- [Exercise objective]:
Report every line of the listing below that contains the word "railing", copying each line in full. Only matches in the same upper or lower case count.

(Records from a set for labeling points)
————

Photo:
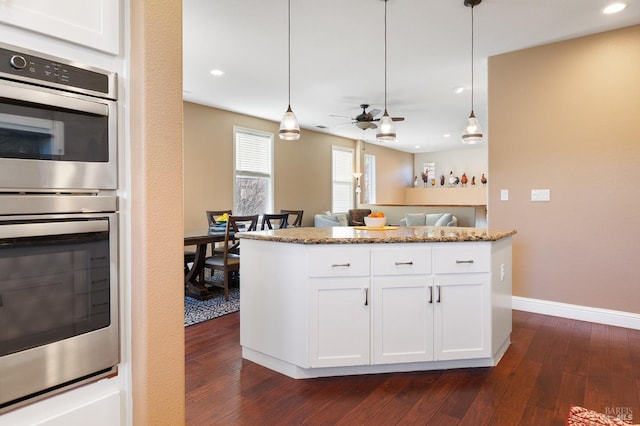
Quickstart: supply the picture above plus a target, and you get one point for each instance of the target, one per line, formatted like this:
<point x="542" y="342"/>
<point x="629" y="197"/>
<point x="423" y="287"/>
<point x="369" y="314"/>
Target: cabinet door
<point x="339" y="322"/>
<point x="402" y="319"/>
<point x="462" y="316"/>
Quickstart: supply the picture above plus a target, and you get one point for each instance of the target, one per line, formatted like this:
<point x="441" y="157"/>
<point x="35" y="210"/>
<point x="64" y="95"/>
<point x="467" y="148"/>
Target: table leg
<point x="194" y="279"/>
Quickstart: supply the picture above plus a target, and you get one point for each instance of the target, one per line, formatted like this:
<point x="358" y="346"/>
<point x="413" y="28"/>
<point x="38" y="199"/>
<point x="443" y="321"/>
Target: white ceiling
<point x="337" y="58"/>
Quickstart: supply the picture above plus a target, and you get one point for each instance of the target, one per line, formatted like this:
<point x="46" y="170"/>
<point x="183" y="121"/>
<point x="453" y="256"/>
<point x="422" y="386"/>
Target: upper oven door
<point x="54" y="140"/>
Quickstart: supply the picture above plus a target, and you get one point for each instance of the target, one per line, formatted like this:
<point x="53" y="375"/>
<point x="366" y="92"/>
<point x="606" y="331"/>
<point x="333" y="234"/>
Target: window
<point x="253" y="172"/>
<point x="342" y="184"/>
<point x="369" y="179"/>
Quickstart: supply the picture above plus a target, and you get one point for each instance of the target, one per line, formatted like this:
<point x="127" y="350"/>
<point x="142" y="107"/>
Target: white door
<point x="462" y="316"/>
<point x="339" y="322"/>
<point x="402" y="320"/>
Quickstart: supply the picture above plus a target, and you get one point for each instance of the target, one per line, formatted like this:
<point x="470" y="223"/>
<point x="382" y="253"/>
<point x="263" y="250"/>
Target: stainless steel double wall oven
<point x="58" y="225"/>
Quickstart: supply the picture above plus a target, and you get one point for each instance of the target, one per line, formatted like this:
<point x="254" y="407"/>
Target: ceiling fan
<point x="365" y="120"/>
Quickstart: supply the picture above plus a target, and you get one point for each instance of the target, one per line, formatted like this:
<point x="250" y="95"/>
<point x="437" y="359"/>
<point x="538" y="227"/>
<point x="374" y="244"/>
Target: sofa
<point x="354" y="217"/>
<point x="429" y="219"/>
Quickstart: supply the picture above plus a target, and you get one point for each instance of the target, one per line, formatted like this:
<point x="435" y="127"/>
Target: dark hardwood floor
<point x="552" y="363"/>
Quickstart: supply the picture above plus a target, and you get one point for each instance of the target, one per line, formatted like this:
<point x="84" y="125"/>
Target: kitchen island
<point x="348" y="300"/>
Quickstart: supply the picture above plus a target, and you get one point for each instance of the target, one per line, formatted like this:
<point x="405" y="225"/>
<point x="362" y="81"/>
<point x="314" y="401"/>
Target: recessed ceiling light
<point x="614" y="8"/>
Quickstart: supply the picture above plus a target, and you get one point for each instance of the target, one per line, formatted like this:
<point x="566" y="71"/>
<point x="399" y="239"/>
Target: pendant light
<point x="386" y="130"/>
<point x="289" y="127"/>
<point x="472" y="133"/>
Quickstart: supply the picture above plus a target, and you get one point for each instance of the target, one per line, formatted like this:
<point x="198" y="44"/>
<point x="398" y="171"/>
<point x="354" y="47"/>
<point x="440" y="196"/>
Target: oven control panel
<point x="44" y="70"/>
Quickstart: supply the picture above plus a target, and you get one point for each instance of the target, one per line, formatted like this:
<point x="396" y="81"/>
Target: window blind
<point x="342" y="185"/>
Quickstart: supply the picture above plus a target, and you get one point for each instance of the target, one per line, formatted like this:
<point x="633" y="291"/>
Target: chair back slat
<point x="214" y="215"/>
<point x="237" y="224"/>
<point x="297" y="221"/>
<point x="271" y="219"/>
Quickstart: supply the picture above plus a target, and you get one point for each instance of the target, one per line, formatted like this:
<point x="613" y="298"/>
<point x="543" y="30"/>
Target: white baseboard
<point x="577" y="312"/>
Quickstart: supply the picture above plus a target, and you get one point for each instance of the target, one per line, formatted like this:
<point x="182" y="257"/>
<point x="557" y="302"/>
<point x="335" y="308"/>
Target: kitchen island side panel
<point x="274" y="300"/>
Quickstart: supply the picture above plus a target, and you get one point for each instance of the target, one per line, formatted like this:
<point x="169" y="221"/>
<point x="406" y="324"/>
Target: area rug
<point x="580" y="416"/>
<point x="196" y="311"/>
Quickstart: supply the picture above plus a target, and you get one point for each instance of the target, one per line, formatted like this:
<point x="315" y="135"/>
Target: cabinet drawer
<point x="402" y="261"/>
<point x="337" y="262"/>
<point x="462" y="258"/>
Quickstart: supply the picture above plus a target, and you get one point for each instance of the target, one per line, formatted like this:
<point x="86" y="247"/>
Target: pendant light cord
<point x="385" y="55"/>
<point x="289" y="47"/>
<point x="471" y="58"/>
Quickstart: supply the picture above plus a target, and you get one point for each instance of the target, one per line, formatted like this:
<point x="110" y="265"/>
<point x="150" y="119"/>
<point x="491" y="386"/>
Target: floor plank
<point x="552" y="364"/>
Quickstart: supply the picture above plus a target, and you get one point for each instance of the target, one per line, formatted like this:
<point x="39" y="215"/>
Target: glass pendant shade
<point x="289" y="127"/>
<point x="472" y="133"/>
<point x="386" y="130"/>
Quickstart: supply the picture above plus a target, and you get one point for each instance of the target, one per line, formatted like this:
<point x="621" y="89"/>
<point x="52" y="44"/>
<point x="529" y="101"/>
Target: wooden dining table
<point x="194" y="279"/>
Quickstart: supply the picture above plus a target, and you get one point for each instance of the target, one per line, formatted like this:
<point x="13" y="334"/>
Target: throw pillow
<point x="416" y="219"/>
<point x="342" y="218"/>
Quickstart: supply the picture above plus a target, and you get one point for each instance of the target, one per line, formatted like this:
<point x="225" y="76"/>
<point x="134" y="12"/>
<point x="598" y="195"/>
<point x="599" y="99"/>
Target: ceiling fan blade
<point x="341" y="116"/>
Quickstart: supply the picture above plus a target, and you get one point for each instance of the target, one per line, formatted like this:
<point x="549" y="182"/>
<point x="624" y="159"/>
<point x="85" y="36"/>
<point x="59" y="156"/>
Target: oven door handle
<point x="26" y="230"/>
<point x="22" y="93"/>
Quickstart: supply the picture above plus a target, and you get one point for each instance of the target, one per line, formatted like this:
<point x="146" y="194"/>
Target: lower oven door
<point x="58" y="303"/>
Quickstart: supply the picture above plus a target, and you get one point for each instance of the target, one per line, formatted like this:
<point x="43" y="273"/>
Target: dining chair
<point x="277" y="220"/>
<point x="297" y="221"/>
<point x="228" y="262"/>
<point x="212" y="217"/>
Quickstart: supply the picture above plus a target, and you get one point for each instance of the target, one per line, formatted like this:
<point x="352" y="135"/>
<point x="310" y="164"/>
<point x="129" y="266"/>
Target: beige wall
<point x="157" y="298"/>
<point x="302" y="176"/>
<point x="564" y="117"/>
<point x="471" y="160"/>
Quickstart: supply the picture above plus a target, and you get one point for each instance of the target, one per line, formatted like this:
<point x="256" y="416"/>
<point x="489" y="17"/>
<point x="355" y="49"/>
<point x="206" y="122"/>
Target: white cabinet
<point x="373" y="308"/>
<point x="92" y="23"/>
<point x="402" y="304"/>
<point x="414" y="304"/>
<point x="462" y="296"/>
<point x="423" y="316"/>
<point x="402" y="320"/>
<point x="339" y="313"/>
<point x="338" y="307"/>
<point x="462" y="316"/>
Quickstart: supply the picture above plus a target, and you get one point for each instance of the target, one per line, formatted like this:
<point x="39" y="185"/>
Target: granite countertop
<point x="357" y="235"/>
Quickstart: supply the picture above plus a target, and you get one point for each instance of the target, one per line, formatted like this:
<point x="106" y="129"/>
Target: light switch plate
<point x="540" y="195"/>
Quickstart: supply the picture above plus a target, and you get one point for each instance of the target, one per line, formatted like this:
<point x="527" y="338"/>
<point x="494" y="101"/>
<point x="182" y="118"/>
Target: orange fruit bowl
<point x="375" y="222"/>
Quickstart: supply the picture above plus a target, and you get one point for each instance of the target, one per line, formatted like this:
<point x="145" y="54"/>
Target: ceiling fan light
<point x="289" y="127"/>
<point x="472" y="133"/>
<point x="387" y="132"/>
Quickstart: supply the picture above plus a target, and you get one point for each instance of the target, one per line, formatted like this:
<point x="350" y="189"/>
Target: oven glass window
<point x="52" y="287"/>
<point x="43" y="132"/>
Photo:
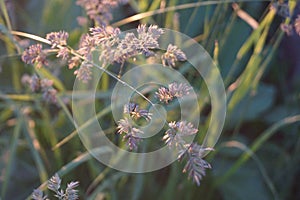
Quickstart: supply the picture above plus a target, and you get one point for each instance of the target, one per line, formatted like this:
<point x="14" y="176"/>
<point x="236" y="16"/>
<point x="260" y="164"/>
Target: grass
<point x="256" y="156"/>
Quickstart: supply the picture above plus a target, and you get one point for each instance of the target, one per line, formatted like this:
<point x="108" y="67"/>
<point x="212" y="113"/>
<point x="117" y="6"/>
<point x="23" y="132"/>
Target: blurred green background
<point x="257" y="156"/>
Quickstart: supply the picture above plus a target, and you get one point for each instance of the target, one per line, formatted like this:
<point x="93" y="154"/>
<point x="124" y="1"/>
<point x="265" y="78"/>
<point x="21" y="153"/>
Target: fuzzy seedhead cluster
<point x="54" y="184"/>
<point x="110" y="45"/>
<point x="44" y="85"/>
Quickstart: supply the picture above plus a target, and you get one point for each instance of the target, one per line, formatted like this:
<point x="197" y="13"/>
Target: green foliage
<point x="257" y="156"/>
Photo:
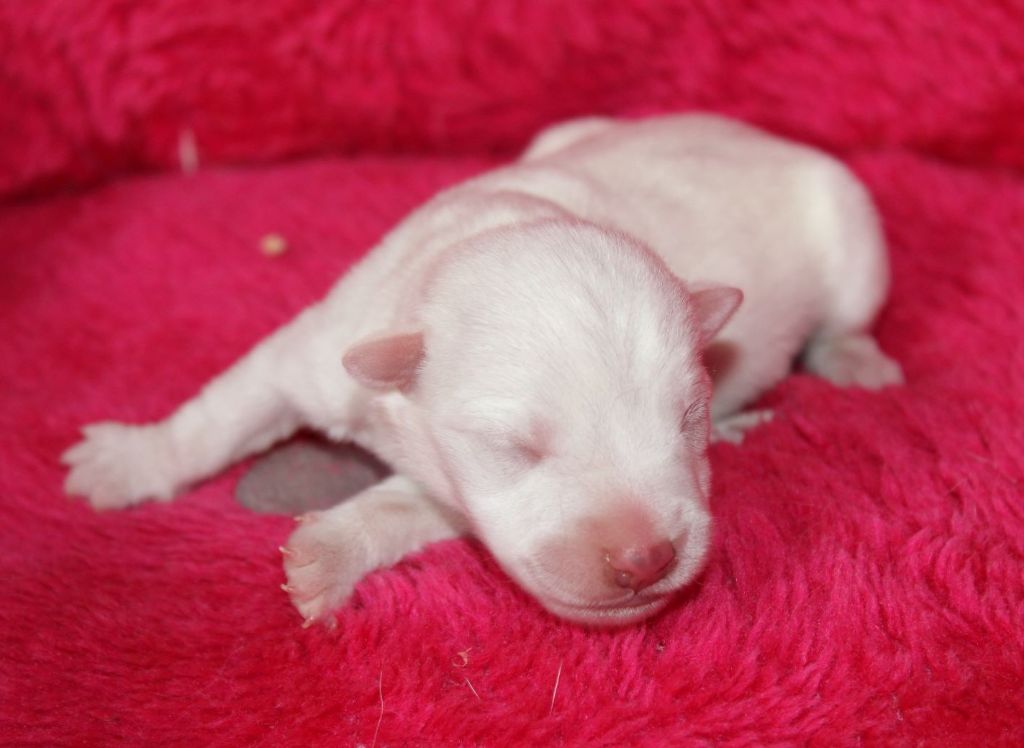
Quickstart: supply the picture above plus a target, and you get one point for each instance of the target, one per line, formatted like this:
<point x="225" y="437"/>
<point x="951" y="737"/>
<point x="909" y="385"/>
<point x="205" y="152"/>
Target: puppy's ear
<point x="386" y="362"/>
<point x="713" y="306"/>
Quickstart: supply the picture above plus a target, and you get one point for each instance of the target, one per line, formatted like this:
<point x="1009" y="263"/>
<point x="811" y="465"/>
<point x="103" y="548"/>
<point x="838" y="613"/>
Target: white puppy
<point x="526" y="355"/>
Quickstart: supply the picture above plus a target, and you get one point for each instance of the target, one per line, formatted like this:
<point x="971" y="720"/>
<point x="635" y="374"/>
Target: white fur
<point x="561" y="380"/>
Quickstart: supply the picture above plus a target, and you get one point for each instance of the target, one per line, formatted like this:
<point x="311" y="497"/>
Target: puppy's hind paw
<point x="117" y="465"/>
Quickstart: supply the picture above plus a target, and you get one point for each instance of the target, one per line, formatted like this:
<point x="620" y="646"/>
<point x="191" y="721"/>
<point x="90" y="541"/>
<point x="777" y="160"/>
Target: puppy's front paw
<point x="117" y="465"/>
<point x="853" y="360"/>
<point x="325" y="558"/>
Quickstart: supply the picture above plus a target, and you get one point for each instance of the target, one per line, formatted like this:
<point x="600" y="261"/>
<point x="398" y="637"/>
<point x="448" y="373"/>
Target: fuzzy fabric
<point x="866" y="583"/>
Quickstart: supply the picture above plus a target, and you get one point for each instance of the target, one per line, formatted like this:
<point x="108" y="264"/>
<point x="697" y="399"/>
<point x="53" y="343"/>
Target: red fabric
<point x="867" y="576"/>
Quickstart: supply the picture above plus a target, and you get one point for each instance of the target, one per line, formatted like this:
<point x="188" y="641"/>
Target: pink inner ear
<point x="386" y="363"/>
<point x="714" y="307"/>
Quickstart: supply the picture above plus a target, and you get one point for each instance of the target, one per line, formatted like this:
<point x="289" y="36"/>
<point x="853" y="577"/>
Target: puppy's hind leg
<point x="246" y="409"/>
<point x="857" y="279"/>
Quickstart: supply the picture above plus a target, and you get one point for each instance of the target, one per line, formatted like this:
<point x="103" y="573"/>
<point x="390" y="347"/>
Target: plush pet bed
<point x="866" y="583"/>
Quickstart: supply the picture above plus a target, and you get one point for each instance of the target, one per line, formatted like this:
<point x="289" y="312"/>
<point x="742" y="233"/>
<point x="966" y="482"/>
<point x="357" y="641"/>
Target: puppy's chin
<point x="606" y="616"/>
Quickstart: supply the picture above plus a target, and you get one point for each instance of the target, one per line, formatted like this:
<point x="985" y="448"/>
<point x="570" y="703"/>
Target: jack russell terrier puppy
<point x="542" y="355"/>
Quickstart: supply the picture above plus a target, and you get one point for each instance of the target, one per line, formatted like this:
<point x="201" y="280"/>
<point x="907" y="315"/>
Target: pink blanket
<point x="867" y="577"/>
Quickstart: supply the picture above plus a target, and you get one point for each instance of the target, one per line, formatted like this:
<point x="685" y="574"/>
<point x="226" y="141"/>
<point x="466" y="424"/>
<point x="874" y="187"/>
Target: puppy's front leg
<point x="246" y="409"/>
<point x="332" y="550"/>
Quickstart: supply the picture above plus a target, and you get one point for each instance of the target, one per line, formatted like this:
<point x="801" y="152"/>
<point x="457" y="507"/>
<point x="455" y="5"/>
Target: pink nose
<point x="639" y="567"/>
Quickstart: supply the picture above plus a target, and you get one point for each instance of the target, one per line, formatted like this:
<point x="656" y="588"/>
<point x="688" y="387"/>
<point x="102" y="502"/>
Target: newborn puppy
<point x="527" y="351"/>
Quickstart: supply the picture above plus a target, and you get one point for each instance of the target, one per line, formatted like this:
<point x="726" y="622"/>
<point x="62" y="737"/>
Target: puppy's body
<point x="521" y="351"/>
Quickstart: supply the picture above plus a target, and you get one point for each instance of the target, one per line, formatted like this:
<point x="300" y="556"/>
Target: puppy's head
<point x="551" y="386"/>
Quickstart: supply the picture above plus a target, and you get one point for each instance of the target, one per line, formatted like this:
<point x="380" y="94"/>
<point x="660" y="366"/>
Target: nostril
<point x="639" y="567"/>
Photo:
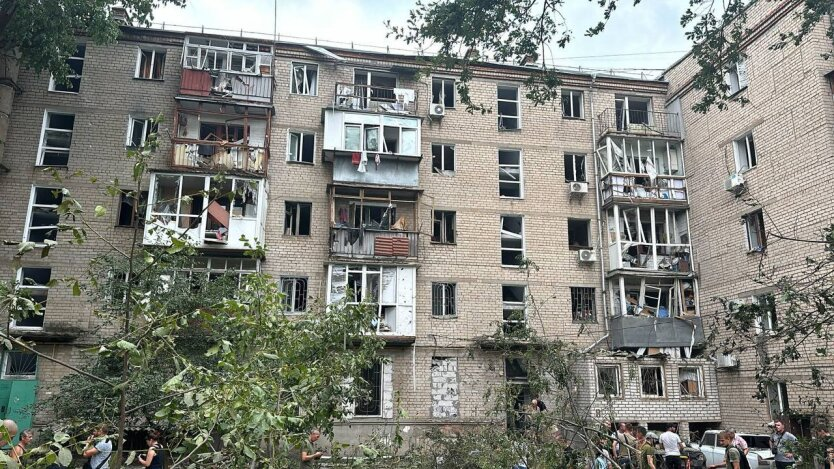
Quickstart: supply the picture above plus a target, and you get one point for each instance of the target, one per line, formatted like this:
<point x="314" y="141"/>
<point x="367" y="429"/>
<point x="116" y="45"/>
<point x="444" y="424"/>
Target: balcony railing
<point x="214" y="155"/>
<point x="638" y="122"/>
<point x="223" y="84"/>
<point x="368" y="243"/>
<point x="376" y="99"/>
<point x="637" y="187"/>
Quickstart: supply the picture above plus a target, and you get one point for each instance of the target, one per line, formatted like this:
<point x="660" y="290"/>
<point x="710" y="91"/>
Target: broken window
<point x="509" y="108"/>
<point x="745" y="153"/>
<point x="56" y="139"/>
<point x="151" y="64"/>
<point x="575" y="168"/>
<point x="443" y="158"/>
<point x="73" y="80"/>
<point x="138" y="131"/>
<point x="127" y="217"/>
<point x="443" y="299"/>
<point x="301" y="147"/>
<point x="19" y="365"/>
<point x="514" y="308"/>
<point x="295" y="289"/>
<point x="736" y="76"/>
<point x="297" y="218"/>
<point x="43" y="214"/>
<point x="579" y="234"/>
<point x="582" y="304"/>
<point x="443" y="92"/>
<point x="34" y="281"/>
<point x="651" y="381"/>
<point x="304" y="79"/>
<point x="690" y="381"/>
<point x="444" y="227"/>
<point x="572" y="104"/>
<point x="370" y="405"/>
<point x="756" y="234"/>
<point x="608" y="380"/>
<point x="512" y="240"/>
<point x="509" y="173"/>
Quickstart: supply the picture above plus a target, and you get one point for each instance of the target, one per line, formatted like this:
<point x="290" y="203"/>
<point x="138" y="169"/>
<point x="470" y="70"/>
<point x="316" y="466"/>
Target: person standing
<point x="98" y="449"/>
<point x="672" y="447"/>
<point x="781" y="442"/>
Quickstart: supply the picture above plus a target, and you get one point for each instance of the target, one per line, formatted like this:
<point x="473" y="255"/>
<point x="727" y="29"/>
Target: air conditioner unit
<point x="726" y="360"/>
<point x="587" y="255"/>
<point x="578" y="188"/>
<point x="734" y="183"/>
<point x="437" y="110"/>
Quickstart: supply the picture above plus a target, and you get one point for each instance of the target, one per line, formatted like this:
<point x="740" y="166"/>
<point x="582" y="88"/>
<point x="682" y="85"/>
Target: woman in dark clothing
<point x="153" y="459"/>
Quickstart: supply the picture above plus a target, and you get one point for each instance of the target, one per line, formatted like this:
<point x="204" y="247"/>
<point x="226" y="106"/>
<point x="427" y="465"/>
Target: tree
<point x="521" y="31"/>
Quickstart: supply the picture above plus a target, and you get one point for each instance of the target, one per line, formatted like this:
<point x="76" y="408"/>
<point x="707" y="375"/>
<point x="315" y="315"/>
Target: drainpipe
<point x="598" y="195"/>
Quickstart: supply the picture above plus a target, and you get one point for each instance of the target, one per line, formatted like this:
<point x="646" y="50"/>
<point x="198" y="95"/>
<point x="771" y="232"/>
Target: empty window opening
<point x="444" y="227"/>
<point x="56" y="139"/>
<point x="691" y="382"/>
<point x="575" y="168"/>
<point x="304" y="79"/>
<point x="151" y="64"/>
<point x="443" y="299"/>
<point x="579" y="234"/>
<point x="651" y="381"/>
<point x="295" y="289"/>
<point x="509" y="173"/>
<point x="443" y="158"/>
<point x="509" y="108"/>
<point x="443" y="92"/>
<point x="608" y="380"/>
<point x="572" y="104"/>
<point x="756" y="234"/>
<point x="43" y="214"/>
<point x="301" y="147"/>
<point x="583" y="307"/>
<point x="745" y="153"/>
<point x="512" y="240"/>
<point x="297" y="218"/>
<point x="73" y="80"/>
<point x="514" y="307"/>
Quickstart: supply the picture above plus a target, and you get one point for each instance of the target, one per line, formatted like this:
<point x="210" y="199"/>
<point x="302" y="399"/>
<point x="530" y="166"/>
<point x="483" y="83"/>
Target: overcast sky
<point x="646" y="36"/>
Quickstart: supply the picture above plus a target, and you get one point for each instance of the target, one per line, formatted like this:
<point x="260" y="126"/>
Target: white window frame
<point x="314" y="91"/>
<point x="29" y="213"/>
<point x="570" y="94"/>
<point x="618" y="377"/>
<point x="72" y="57"/>
<point x="699" y="373"/>
<point x="517" y="102"/>
<point x="503" y="168"/>
<point x="42" y="148"/>
<point x="301" y="136"/>
<point x="662" y="381"/>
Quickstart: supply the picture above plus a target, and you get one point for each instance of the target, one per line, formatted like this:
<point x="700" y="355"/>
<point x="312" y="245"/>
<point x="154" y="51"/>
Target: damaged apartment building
<point x="366" y="178"/>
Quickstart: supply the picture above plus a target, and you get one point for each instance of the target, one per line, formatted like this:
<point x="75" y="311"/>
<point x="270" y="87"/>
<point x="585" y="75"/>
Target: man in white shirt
<point x="672" y="446"/>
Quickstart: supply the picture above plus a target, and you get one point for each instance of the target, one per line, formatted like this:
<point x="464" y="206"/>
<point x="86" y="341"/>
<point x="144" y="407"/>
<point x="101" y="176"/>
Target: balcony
<point x="369" y="98"/>
<point x="637" y="188"/>
<point x="639" y="122"/>
<point x="641" y="331"/>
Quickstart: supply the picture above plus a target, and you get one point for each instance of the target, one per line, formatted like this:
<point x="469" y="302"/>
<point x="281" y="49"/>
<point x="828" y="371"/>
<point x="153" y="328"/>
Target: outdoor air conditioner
<point x="437" y="110"/>
<point x="578" y="188"/>
<point x="734" y="183"/>
<point x="726" y="360"/>
<point x="587" y="255"/>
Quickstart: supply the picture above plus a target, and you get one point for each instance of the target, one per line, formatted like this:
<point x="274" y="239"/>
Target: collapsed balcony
<point x="373" y="223"/>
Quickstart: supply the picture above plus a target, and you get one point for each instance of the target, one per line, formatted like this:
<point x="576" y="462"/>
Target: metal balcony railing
<point x="358" y="242"/>
<point x="376" y="99"/>
<point x="639" y="122"/>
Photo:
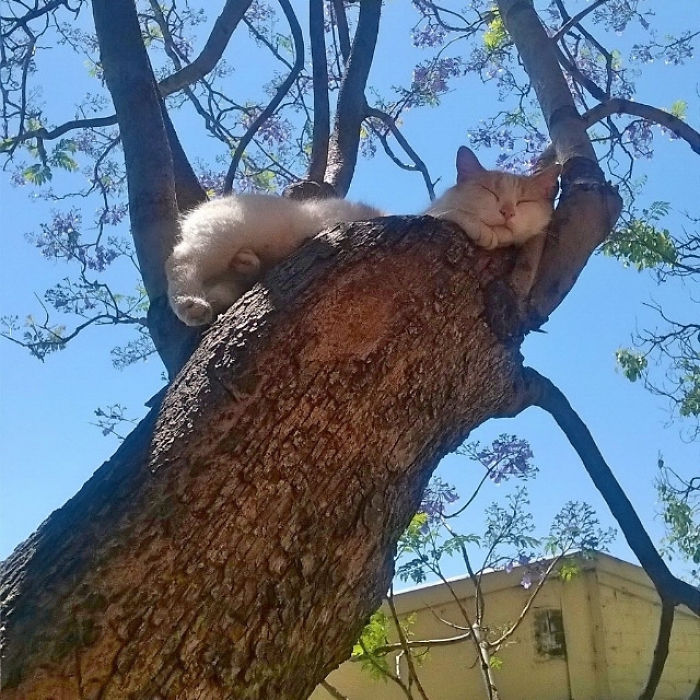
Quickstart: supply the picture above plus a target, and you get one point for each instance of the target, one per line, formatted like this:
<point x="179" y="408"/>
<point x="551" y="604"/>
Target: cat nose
<point x="508" y="211"/>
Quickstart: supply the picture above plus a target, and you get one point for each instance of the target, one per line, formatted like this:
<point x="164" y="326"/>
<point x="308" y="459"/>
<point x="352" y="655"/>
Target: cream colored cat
<point x="226" y="245"/>
<point x="496" y="208"/>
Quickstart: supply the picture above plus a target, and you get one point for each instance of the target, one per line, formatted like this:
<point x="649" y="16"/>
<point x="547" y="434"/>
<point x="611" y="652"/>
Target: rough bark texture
<point x="239" y="553"/>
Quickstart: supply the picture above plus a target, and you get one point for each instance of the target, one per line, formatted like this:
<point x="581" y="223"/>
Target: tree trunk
<point x="239" y="551"/>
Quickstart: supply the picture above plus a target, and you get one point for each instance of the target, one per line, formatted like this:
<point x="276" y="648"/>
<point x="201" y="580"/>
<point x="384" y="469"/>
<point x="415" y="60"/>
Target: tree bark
<point x="237" y="542"/>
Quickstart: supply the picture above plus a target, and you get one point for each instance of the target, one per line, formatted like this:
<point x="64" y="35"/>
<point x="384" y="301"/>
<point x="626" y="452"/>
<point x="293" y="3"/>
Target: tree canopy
<point x="370" y="354"/>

————

- [The output]:
Target: balcony railing
Target: metal balcony railing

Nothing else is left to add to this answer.